● **Your task**
Extract every line of the items below that contains the word "smoke", treating uppercase and lowercase letters as distinct.

(Records from a point-labeling set)
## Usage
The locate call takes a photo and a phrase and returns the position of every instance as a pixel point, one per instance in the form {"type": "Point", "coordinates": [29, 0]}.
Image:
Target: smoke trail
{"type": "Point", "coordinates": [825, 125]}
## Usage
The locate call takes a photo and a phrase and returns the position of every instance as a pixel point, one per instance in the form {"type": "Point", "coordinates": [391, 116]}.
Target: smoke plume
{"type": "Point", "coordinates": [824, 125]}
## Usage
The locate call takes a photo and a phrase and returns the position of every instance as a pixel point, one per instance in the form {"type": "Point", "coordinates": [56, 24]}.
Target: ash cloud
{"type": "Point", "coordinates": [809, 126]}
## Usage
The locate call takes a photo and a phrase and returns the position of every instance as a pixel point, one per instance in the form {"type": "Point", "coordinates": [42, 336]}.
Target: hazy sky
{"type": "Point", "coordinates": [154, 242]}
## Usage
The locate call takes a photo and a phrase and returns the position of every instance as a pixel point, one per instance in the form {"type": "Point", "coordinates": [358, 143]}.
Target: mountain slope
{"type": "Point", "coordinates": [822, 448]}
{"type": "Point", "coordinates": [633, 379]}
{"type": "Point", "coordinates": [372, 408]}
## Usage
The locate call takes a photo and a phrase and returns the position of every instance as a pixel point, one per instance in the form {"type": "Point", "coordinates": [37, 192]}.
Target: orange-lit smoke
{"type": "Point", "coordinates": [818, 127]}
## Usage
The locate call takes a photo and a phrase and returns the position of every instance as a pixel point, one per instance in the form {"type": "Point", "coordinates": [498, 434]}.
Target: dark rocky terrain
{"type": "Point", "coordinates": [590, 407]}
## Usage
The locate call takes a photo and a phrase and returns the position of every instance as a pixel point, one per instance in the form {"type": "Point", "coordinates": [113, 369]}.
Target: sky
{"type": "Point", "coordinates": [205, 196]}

● **Task result**
Target: smoke trail
Target: smoke plume
Target: orange-lit smoke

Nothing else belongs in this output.